Copy every line of the data that contains the string "form".
START Recorded data
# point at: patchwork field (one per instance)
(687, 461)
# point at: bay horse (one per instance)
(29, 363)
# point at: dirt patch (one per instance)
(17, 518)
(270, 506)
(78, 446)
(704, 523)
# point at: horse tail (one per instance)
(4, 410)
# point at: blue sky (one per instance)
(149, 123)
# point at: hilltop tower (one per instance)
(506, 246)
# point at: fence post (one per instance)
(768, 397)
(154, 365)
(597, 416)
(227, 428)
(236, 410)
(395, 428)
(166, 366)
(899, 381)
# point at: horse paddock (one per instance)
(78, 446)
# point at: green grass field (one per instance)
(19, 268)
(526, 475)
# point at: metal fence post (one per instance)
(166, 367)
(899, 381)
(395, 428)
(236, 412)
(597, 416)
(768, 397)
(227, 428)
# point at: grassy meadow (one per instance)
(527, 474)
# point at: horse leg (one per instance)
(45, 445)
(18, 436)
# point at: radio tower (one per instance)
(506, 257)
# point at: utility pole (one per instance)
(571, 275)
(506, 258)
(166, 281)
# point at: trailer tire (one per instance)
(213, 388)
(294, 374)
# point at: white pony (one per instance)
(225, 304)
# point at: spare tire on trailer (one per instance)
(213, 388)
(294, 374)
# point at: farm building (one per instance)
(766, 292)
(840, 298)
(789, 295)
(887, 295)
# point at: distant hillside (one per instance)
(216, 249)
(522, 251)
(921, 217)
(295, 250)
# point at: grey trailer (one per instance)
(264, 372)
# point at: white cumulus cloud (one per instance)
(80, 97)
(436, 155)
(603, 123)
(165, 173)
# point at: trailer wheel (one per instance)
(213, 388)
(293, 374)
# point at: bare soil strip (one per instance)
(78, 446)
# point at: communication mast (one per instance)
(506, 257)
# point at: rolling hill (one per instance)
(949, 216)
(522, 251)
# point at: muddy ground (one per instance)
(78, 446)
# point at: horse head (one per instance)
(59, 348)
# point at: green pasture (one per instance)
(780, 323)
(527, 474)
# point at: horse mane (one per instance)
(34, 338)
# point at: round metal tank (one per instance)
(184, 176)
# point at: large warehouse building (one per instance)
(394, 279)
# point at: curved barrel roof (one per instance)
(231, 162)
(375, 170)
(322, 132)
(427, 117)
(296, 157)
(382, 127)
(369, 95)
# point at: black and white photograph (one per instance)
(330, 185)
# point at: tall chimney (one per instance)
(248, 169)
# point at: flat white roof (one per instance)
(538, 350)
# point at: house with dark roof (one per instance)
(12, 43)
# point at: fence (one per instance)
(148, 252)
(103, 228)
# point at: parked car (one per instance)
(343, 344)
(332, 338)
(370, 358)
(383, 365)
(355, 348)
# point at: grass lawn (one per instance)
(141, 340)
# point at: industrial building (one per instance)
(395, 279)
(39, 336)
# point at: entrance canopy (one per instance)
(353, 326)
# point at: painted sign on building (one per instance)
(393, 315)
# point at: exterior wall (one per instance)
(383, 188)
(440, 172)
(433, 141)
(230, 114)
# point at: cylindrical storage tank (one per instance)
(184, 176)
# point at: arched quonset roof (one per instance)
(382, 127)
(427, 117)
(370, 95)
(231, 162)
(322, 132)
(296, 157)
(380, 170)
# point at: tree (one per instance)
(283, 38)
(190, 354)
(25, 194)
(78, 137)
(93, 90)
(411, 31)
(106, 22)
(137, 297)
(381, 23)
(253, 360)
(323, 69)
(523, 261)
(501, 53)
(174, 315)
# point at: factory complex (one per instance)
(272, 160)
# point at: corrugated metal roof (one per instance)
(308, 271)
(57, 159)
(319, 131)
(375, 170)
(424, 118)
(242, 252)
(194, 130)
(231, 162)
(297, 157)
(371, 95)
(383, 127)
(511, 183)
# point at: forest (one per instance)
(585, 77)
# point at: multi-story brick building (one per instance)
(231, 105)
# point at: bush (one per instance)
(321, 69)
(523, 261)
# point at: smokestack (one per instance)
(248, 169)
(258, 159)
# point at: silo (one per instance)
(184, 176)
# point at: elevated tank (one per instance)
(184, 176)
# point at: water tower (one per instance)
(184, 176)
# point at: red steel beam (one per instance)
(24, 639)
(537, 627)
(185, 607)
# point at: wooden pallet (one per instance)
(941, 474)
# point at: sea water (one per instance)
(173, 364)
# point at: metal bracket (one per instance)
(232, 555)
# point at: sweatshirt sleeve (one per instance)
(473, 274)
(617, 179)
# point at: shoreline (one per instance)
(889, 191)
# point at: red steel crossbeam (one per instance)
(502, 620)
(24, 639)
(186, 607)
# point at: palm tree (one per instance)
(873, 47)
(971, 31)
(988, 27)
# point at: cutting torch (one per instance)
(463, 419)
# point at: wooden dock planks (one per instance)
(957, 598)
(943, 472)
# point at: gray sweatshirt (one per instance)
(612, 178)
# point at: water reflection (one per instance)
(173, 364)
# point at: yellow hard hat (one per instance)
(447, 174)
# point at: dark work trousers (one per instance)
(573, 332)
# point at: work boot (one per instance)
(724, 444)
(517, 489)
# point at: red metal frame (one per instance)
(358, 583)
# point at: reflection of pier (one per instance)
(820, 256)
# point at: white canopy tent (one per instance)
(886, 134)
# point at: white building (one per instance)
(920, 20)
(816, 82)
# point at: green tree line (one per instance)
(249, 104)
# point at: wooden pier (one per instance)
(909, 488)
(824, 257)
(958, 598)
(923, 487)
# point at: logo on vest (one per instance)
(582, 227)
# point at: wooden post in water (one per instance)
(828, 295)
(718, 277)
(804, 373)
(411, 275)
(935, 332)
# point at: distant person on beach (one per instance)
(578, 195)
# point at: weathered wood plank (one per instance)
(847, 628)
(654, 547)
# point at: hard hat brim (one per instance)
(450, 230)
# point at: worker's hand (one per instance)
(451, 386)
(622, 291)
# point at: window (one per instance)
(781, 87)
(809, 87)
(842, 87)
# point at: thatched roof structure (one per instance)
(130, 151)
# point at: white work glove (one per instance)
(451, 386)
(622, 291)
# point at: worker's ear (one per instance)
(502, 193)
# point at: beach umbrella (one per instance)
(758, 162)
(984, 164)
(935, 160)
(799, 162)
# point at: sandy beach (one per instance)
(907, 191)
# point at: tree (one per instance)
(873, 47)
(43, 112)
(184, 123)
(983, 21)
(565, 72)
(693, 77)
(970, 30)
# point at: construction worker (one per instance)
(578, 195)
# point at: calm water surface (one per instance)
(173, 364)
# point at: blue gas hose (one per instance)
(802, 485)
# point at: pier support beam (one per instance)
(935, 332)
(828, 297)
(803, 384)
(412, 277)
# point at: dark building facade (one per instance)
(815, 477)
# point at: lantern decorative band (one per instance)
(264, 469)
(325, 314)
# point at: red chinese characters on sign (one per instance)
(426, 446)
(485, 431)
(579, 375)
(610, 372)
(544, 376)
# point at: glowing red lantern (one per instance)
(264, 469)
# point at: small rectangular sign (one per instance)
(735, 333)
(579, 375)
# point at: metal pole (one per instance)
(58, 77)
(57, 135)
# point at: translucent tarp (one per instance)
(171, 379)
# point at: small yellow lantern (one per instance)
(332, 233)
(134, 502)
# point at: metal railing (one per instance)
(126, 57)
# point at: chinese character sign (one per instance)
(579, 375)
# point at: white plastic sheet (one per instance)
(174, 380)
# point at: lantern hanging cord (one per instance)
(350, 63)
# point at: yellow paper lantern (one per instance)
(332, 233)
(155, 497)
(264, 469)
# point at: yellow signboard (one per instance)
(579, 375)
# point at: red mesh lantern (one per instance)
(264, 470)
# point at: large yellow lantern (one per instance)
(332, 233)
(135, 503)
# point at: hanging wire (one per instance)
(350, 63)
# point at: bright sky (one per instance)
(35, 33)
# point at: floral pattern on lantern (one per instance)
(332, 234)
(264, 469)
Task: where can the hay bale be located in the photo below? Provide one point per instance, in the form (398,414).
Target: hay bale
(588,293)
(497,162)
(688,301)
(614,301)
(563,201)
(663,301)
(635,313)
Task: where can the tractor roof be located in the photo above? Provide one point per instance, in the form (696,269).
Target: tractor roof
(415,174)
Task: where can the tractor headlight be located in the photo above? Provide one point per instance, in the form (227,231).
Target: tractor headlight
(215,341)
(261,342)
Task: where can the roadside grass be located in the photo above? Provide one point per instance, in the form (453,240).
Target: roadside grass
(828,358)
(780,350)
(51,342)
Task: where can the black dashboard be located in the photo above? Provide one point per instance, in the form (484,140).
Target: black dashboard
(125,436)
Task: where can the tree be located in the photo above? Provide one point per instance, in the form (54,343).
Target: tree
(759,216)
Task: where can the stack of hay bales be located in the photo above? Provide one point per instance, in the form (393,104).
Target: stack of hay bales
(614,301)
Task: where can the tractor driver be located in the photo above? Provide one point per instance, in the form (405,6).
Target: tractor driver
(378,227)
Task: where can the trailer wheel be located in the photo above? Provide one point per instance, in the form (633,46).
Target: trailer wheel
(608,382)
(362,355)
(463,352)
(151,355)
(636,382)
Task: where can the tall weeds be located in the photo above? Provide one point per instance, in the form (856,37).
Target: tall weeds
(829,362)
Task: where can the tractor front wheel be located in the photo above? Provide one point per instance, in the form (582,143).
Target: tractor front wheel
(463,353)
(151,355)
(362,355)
END Recorded data
Worked solution:
Task: where can the hay bale be located in the photo below? Provide one point per instance, in the form (398,414).
Task: where can the tractor roof be located in the photo above? Provide one point per instance, in the form (696,269).
Task: where can the tractor headlight be located in the photo above? Provide one point per instance, in the form (227,231).
Task: where can the roadside grass be located in the photo above? Provide one point per instance, in the form (453,240).
Task: where can the black dashboard be located in the photo above? Provide one point per instance, in the form (484,140).
Task: where can the tree be located in the photo above? Provide one point per instance, in the form (54,343).
Task: where can the stack of hay bales be located in the photo above? Provide one point per instance, in the form (393,104).
Task: where can the tractor driver be located in the photo above? Provide one point per instance, in the form (405,6).
Task: where can the trailer wheel be located in the photo above? Provide one point per instance, in the form (633,46).
Task: where can the tall weeds be located in the photo above? Provide one point per instance, in the form (856,37).
Task: where can the tractor front wheel be located in the photo above? Provide one point per instance, in the form (582,143).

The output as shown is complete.